§ **Text**:

════════════════

Hapag-Lloyd CEO predicts early peak season for ocean shipping

Expect a softer March then a volume build, Habben Jansen says

(A Hapag-Lloyd vessel berthed at the Port of Los Angeles. Photo: Jim Allen / FreightWaves)

Hapag-Lloyd’s annual report for 2023 and financial results for Q4 reveal exactly how challenging the ocean container market has been for the largest steamship lines. The report, which the German container ship line released Thursday, notes that Liner Shipping revenues dropped 48.5% to 17.7 billion euros ($19.2 billion) from 2022 to 2023, and earnings before interest, taxes, depreciation and amortization fell by 77.1% to 4.4 billion euros over the same period.

The ocean carrier grew its volumes slightly, from 11.8 million twenty-foot equivalent units to 11.9 million TEUs, but the collapse of average freight rates from $2,863 per TEU to $1,500 per TEU meant that Hapag-Lloyd took in much less money for every box it moved, crushing its margins and profitability. As a group — in other words, consolidated Liner Shipping and Terminal and Infrastructure results — Hapag-Lloyd managed to generate profits of 2.9 billion euros in 2023, down 82.6% from 17 billion euros in 2022.

════════════════

§ **Task instructions**: Please translate this sentence from the Hapag-Lloyd article into Spanish: "Hapag-Lloyd’s annual report for 2023 and financial results for Q4 reveal exactly how challenging the ocean container market has been for the largest steamship lines."

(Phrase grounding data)
════════════════

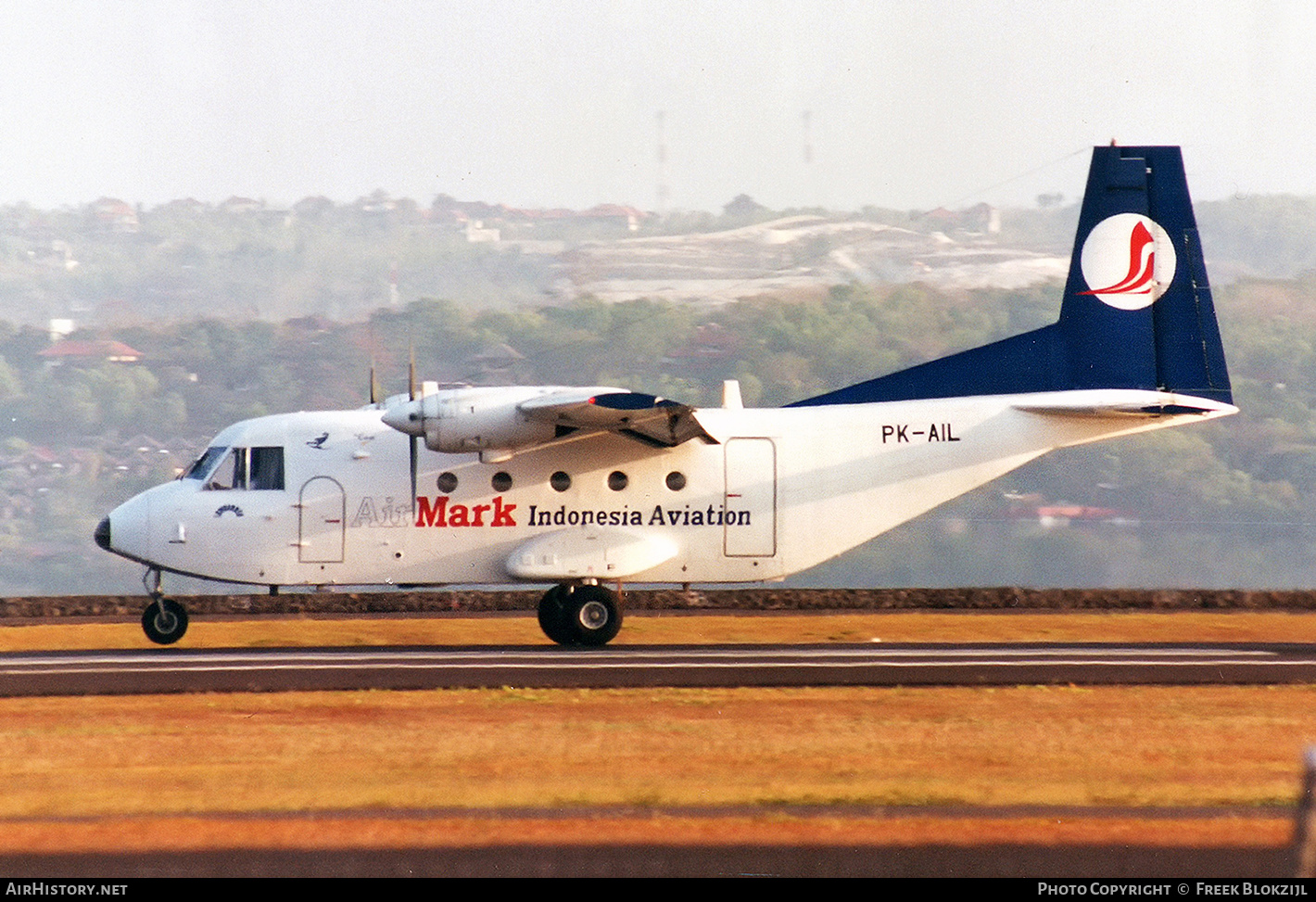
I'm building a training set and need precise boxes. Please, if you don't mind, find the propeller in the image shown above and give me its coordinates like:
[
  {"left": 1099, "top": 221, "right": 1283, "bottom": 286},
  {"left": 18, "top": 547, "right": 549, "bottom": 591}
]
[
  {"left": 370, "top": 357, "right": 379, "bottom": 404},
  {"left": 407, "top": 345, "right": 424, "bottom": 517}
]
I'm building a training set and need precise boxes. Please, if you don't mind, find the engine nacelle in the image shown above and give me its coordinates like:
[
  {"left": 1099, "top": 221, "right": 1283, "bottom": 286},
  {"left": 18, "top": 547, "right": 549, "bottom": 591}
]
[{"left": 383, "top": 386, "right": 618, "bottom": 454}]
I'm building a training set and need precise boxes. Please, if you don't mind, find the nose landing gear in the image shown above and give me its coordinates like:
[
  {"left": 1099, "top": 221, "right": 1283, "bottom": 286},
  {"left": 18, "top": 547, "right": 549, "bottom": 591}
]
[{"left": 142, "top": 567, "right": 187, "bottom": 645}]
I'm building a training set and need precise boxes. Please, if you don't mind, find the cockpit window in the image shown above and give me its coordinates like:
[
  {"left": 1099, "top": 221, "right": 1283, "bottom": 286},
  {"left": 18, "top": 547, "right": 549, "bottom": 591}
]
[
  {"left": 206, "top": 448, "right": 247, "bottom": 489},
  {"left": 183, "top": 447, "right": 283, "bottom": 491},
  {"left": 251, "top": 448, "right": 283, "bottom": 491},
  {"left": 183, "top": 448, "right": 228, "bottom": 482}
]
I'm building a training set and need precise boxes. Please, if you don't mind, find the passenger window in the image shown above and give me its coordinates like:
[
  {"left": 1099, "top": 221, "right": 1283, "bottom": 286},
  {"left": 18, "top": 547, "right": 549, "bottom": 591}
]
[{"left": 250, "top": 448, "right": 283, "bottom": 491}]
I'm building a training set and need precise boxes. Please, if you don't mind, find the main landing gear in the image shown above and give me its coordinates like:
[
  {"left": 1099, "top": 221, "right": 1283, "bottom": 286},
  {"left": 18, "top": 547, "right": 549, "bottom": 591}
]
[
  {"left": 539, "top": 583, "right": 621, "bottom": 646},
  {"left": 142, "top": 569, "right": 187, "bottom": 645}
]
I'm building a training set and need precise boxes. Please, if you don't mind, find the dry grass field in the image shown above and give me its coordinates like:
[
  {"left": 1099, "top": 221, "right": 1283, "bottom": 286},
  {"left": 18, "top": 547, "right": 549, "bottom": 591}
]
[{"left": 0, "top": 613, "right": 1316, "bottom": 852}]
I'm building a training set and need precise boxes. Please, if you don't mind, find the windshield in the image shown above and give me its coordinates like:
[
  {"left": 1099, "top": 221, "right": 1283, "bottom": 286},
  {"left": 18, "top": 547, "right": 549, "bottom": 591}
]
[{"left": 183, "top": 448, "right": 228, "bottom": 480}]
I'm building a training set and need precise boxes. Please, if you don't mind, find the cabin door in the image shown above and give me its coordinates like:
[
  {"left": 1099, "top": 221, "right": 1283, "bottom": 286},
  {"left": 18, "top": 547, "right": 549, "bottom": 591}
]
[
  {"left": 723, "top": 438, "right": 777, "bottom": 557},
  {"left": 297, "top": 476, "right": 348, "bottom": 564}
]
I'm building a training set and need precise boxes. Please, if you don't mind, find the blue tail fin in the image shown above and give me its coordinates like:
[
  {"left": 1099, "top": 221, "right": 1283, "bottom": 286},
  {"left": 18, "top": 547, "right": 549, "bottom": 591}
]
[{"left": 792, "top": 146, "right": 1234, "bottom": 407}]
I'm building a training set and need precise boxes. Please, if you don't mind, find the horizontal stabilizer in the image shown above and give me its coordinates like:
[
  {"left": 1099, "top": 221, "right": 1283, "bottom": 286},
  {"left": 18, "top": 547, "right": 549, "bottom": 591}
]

════════════════

§ **Result**: El informe anual de 2023 de Hapag-Lloyd y los resultados financieros del cuarto trimestre revelan exactamente lo difícil que ha sido el mercado de contenedores marítimos para las mayores navieras.